* Begin TASK INPUT *

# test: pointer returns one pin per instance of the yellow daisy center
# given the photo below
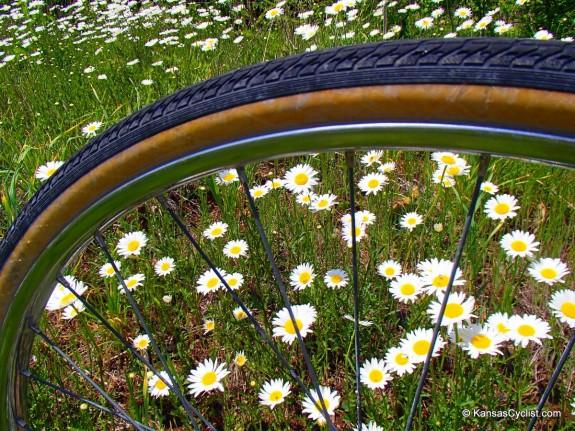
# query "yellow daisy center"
(549, 273)
(440, 281)
(336, 279)
(453, 310)
(407, 289)
(209, 378)
(526, 330)
(568, 309)
(301, 179)
(401, 359)
(502, 208)
(519, 245)
(375, 376)
(481, 341)
(421, 347)
(372, 183)
(133, 245)
(290, 329)
(275, 396)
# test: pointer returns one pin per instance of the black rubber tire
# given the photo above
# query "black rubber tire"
(507, 63)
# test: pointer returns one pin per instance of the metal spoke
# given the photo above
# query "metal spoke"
(130, 347)
(125, 415)
(65, 391)
(356, 305)
(553, 380)
(482, 171)
(236, 298)
(100, 241)
(280, 284)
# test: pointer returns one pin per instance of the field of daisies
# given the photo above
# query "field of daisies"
(181, 312)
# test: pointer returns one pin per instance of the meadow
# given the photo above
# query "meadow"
(69, 72)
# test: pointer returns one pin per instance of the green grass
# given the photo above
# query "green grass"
(48, 104)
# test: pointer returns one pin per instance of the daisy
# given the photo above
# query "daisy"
(399, 361)
(107, 270)
(373, 156)
(240, 359)
(272, 13)
(62, 296)
(410, 220)
(209, 326)
(164, 266)
(562, 305)
(305, 198)
(489, 187)
(132, 283)
(479, 341)
(548, 270)
(389, 269)
(227, 176)
(46, 171)
(386, 168)
(274, 392)
(372, 183)
(206, 377)
(519, 243)
(406, 287)
(302, 276)
(131, 244)
(528, 328)
(371, 426)
(436, 273)
(156, 386)
(336, 278)
(424, 23)
(91, 128)
(73, 310)
(501, 207)
(209, 281)
(276, 183)
(235, 280)
(216, 230)
(259, 191)
(236, 248)
(304, 316)
(315, 410)
(239, 313)
(141, 342)
(457, 309)
(418, 342)
(500, 323)
(323, 202)
(300, 179)
(374, 374)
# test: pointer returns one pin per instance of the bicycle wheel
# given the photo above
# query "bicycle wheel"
(503, 97)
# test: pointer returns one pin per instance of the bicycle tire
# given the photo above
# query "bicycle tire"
(520, 92)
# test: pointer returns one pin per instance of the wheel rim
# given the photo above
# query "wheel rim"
(29, 302)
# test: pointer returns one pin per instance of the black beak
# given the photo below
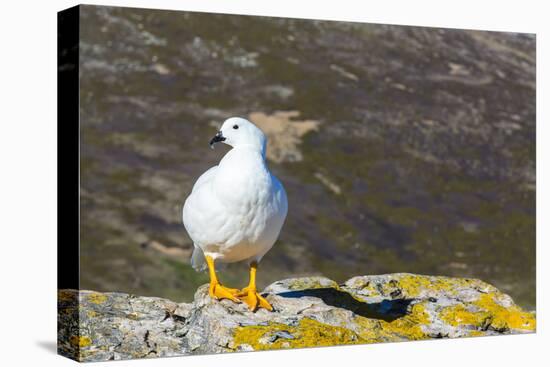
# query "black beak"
(216, 139)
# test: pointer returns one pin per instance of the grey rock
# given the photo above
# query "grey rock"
(311, 311)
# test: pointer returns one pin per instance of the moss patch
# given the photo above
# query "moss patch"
(80, 341)
(97, 298)
(504, 318)
(308, 333)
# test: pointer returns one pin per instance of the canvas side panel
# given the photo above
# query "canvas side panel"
(68, 22)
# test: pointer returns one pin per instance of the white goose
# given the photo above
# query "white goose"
(236, 210)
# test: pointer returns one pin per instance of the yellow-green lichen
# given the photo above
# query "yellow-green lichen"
(80, 341)
(97, 298)
(489, 313)
(308, 333)
(311, 283)
(511, 317)
(413, 285)
(458, 315)
(92, 313)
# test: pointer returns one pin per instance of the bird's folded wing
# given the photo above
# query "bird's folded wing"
(205, 177)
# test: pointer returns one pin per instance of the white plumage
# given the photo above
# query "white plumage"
(237, 208)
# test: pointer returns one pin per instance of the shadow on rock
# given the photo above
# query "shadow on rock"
(387, 310)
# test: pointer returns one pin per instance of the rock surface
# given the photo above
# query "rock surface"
(314, 311)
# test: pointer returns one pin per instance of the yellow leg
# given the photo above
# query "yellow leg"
(250, 296)
(216, 290)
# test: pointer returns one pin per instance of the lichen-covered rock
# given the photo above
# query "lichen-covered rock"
(308, 312)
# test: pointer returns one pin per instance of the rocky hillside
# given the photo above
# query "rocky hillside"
(314, 311)
(400, 148)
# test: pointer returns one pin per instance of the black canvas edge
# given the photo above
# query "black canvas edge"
(68, 182)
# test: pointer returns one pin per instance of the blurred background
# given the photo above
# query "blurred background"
(402, 149)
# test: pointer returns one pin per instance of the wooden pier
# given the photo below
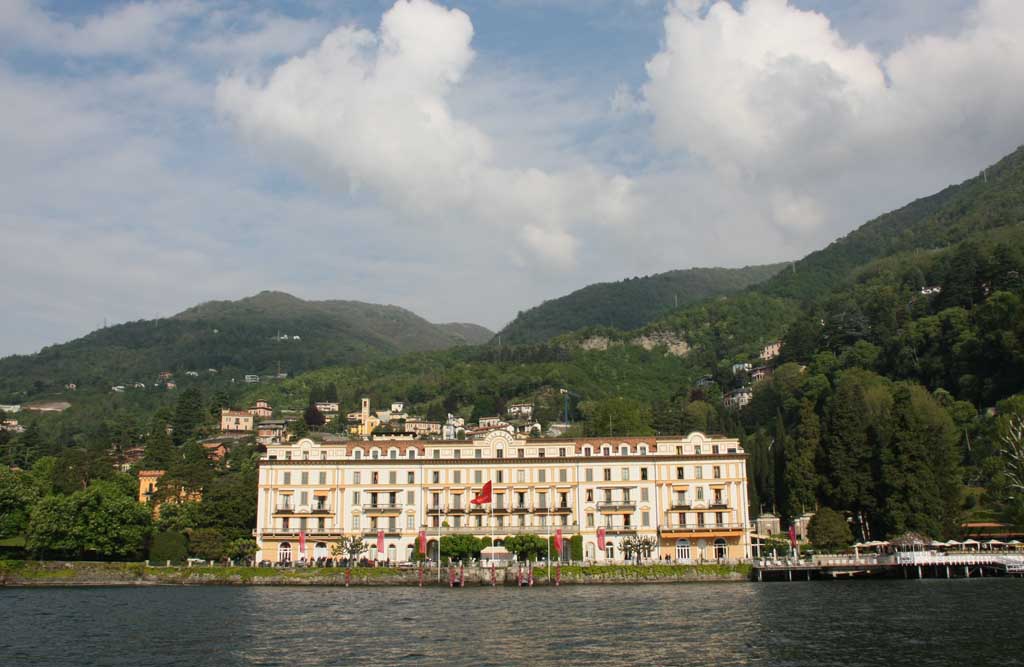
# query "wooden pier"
(909, 565)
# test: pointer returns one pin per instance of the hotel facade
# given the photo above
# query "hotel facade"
(688, 493)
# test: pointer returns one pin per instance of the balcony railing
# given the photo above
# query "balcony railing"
(696, 528)
(382, 508)
(616, 506)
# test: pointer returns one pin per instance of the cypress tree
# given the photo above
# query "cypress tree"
(801, 476)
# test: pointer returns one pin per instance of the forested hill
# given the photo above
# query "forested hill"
(629, 303)
(255, 335)
(993, 199)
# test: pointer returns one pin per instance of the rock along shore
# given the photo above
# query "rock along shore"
(51, 573)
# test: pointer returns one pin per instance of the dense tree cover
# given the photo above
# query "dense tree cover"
(629, 303)
(233, 338)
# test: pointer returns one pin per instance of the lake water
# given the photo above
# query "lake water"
(929, 622)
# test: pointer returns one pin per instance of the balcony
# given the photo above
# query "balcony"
(382, 508)
(616, 506)
(677, 527)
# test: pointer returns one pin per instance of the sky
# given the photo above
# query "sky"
(465, 159)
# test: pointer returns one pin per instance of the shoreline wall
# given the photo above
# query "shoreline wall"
(50, 573)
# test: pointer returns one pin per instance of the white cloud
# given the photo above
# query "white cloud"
(374, 110)
(787, 112)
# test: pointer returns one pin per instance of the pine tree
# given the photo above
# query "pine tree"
(801, 476)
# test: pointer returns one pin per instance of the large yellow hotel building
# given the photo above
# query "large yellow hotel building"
(689, 493)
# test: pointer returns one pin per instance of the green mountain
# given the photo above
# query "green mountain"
(629, 303)
(255, 335)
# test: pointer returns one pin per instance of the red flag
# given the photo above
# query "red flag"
(483, 497)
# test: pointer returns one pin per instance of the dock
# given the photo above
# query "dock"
(908, 565)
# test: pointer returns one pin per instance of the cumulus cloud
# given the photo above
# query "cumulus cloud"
(773, 95)
(373, 110)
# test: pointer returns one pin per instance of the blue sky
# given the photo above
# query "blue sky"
(466, 160)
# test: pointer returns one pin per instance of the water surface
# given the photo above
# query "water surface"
(929, 622)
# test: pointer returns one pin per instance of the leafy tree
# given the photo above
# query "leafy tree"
(828, 531)
(18, 493)
(208, 543)
(168, 545)
(97, 523)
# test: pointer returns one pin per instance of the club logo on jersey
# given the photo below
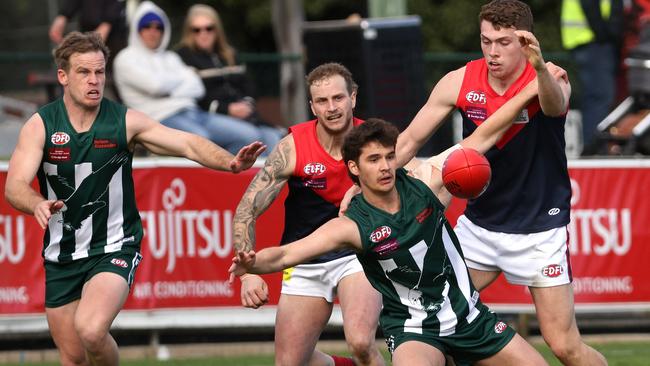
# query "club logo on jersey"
(424, 214)
(500, 327)
(58, 154)
(386, 248)
(476, 97)
(476, 113)
(522, 117)
(104, 143)
(119, 262)
(552, 270)
(60, 138)
(316, 183)
(314, 169)
(380, 234)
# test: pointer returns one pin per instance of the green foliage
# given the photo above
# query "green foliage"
(452, 25)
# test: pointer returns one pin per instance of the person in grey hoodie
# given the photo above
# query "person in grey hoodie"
(155, 81)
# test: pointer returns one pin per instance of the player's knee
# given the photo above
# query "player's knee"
(361, 346)
(73, 359)
(91, 336)
(565, 351)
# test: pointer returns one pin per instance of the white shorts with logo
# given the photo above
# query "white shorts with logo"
(537, 259)
(319, 279)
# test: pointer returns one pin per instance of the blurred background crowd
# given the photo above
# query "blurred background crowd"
(243, 62)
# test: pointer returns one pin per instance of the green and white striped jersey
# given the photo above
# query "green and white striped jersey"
(91, 172)
(414, 260)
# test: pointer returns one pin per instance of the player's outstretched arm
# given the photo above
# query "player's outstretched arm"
(261, 192)
(441, 102)
(167, 141)
(489, 132)
(482, 139)
(23, 166)
(554, 93)
(338, 233)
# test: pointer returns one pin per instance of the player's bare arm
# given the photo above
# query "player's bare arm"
(440, 104)
(338, 233)
(553, 93)
(163, 140)
(262, 191)
(22, 171)
(489, 132)
(482, 139)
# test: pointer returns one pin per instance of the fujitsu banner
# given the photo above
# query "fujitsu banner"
(187, 214)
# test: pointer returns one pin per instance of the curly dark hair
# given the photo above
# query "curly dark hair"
(506, 14)
(372, 130)
(77, 42)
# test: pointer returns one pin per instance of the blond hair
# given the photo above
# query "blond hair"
(221, 45)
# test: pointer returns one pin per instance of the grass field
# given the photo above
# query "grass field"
(631, 353)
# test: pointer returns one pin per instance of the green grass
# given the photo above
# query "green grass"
(617, 353)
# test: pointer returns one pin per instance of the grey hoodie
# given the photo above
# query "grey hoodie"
(155, 82)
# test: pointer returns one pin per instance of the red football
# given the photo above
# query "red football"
(466, 173)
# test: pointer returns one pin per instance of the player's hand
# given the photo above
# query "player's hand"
(241, 263)
(530, 47)
(246, 157)
(57, 28)
(557, 72)
(254, 291)
(45, 209)
(345, 202)
(241, 109)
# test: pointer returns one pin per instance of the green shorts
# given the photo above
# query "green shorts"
(482, 338)
(64, 281)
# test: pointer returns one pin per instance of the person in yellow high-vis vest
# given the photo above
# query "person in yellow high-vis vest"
(592, 30)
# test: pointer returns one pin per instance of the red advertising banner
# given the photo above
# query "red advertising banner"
(187, 214)
(609, 237)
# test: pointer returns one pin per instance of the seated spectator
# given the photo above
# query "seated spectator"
(155, 81)
(204, 46)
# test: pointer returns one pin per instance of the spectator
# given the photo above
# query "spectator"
(106, 17)
(205, 47)
(592, 30)
(157, 82)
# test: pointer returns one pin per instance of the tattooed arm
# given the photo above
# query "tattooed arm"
(261, 192)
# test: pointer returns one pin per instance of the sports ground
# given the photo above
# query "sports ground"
(620, 350)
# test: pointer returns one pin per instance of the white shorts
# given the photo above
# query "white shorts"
(320, 279)
(537, 259)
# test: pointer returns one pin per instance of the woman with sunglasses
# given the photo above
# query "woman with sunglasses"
(205, 47)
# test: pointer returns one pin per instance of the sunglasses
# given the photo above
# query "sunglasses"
(154, 25)
(208, 29)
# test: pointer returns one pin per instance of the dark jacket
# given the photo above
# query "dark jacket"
(225, 89)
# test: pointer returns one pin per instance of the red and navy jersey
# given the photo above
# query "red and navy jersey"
(530, 189)
(316, 188)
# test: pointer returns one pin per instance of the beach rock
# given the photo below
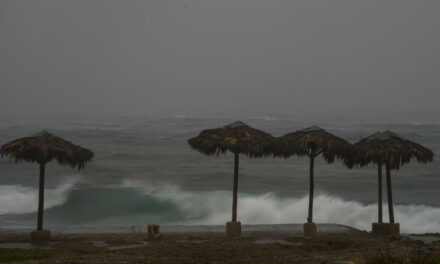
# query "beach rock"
(233, 230)
(386, 229)
(40, 236)
(153, 232)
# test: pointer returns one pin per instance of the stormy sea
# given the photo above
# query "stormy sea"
(145, 172)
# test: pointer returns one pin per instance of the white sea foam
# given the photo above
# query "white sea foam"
(18, 199)
(215, 208)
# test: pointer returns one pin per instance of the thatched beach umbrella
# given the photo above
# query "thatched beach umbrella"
(312, 142)
(238, 138)
(42, 148)
(392, 151)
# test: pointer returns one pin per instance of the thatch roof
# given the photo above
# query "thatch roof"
(45, 147)
(236, 137)
(389, 148)
(314, 138)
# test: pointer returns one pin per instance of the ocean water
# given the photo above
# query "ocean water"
(145, 172)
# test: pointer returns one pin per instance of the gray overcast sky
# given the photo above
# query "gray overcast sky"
(202, 57)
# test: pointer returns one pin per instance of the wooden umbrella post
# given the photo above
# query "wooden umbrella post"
(233, 228)
(310, 226)
(40, 236)
(379, 191)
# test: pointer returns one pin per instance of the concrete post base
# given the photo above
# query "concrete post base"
(233, 230)
(40, 236)
(386, 229)
(154, 232)
(309, 229)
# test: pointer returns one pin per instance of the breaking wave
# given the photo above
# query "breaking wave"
(132, 203)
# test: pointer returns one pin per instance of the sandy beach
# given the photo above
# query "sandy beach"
(338, 246)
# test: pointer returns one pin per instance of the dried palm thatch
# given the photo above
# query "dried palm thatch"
(392, 151)
(43, 148)
(312, 142)
(238, 138)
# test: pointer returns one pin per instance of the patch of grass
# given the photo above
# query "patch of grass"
(14, 257)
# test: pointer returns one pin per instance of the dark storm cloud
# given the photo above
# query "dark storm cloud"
(202, 57)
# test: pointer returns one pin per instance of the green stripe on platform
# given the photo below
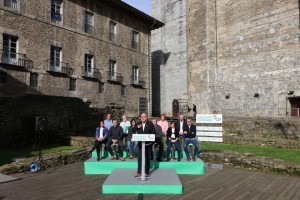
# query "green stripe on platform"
(144, 189)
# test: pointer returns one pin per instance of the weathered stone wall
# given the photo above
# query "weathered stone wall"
(281, 133)
(36, 33)
(169, 55)
(66, 117)
(257, 51)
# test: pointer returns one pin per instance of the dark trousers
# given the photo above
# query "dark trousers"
(177, 147)
(147, 159)
(120, 147)
(97, 146)
(160, 144)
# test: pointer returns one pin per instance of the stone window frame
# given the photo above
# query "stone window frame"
(3, 77)
(72, 84)
(89, 28)
(61, 11)
(123, 90)
(33, 79)
(135, 44)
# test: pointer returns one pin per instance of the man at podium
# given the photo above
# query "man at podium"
(144, 127)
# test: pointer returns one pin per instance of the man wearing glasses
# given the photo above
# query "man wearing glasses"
(190, 138)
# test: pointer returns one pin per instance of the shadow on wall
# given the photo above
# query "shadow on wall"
(65, 116)
(159, 58)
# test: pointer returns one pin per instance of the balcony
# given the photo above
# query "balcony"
(58, 67)
(90, 73)
(137, 81)
(89, 28)
(112, 37)
(114, 77)
(16, 59)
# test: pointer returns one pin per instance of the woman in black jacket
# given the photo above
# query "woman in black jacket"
(173, 138)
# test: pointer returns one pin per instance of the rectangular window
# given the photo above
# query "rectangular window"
(135, 40)
(33, 80)
(135, 75)
(101, 87)
(112, 31)
(113, 70)
(89, 22)
(123, 90)
(72, 84)
(56, 11)
(3, 77)
(13, 4)
(10, 49)
(55, 58)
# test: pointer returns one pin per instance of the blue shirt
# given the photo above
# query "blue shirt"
(108, 123)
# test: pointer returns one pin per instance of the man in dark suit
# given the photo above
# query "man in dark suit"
(190, 138)
(181, 125)
(144, 127)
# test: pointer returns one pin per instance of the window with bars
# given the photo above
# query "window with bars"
(13, 4)
(112, 31)
(3, 77)
(101, 87)
(55, 57)
(56, 11)
(33, 80)
(72, 84)
(113, 69)
(135, 74)
(135, 40)
(10, 48)
(123, 90)
(89, 22)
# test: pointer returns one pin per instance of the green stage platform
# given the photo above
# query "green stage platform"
(162, 181)
(106, 166)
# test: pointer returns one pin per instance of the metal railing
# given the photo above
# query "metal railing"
(59, 67)
(89, 28)
(137, 81)
(112, 37)
(16, 59)
(114, 76)
(90, 72)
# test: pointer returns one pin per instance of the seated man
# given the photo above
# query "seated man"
(190, 138)
(115, 136)
(173, 138)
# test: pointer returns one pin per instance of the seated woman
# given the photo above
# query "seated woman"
(173, 138)
(132, 145)
(101, 135)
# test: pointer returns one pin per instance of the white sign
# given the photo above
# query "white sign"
(209, 118)
(143, 137)
(211, 134)
(209, 128)
(210, 139)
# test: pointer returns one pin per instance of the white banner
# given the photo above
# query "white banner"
(143, 137)
(210, 139)
(209, 128)
(209, 118)
(211, 134)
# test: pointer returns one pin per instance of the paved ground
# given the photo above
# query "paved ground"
(69, 182)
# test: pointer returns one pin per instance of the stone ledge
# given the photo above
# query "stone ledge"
(250, 162)
(52, 160)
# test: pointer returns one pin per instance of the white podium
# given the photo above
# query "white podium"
(143, 138)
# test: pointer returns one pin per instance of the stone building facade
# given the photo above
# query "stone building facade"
(96, 50)
(243, 57)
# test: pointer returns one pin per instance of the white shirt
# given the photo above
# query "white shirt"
(181, 126)
(125, 126)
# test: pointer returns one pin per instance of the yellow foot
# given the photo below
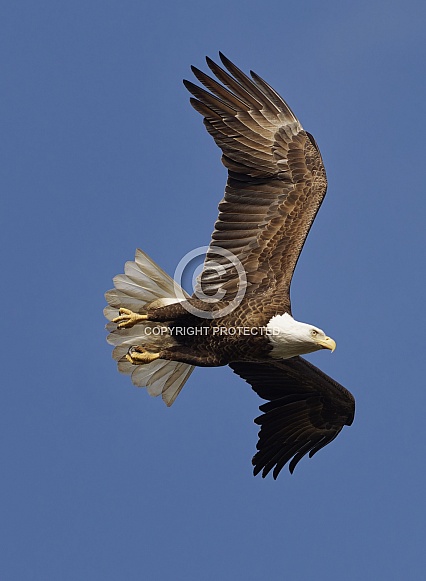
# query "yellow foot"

* End TASK INPUT *

** TASK PROMPT **
All lines from the line containing "the green stage platform" through the end of the listing above are to be given again exactly; pictures are not part of the copy.

** TASK ANSWER **
# test: pointer returns one pin per instance of the green stage platform
# given the photo above
# query "green stage platform"
(162, 181)
(106, 166)
# test: pointer returns one pin per instance of the metal railing
# given the photo above
# query "metal railing"
(59, 67)
(89, 28)
(137, 81)
(112, 37)
(16, 59)
(114, 76)
(90, 72)
# test: pointer returns one pin per instance of the seated man
# given the photo above
# query "seated man"
(190, 138)
(115, 136)
(173, 138)
# test: pointer returns one pin per instance of the seated woman
# given the photo above
# query "seated woman"
(173, 138)
(132, 145)
(101, 135)
# test: pointer returns one pin per instance of the white sign
# given the photo above
# query "white sign"
(209, 118)
(143, 137)
(211, 134)
(209, 128)
(210, 139)
# test: pointer returns one pin per instance of the white banner
# given the photo above
# query "white banner"
(143, 137)
(210, 139)
(209, 128)
(209, 118)
(211, 134)
# test: pointer returns one pin per instance of the paved ground
# given the photo above
# query "paved ground"
(69, 182)
# test: pointer returns one pin per instance of the stone ledge
# given the photo above
# query "stone ledge"
(250, 162)
(52, 160)
# test: pointer returns one pin per instance of the white podium
# given the photo above
# query "white podium"
(143, 138)
# test: pointer returns one pin per instance of the stone building facade
# given the photo above
# query "stone building facade"
(96, 50)
(243, 57)
# test: pointer returns one pin per instance of the white shirt
# given the photo above
# query "white shirt"
(181, 126)
(125, 126)
# test: pointer returns one pin per instance of the yellow foot
# given the photo below
# query "yellow foot"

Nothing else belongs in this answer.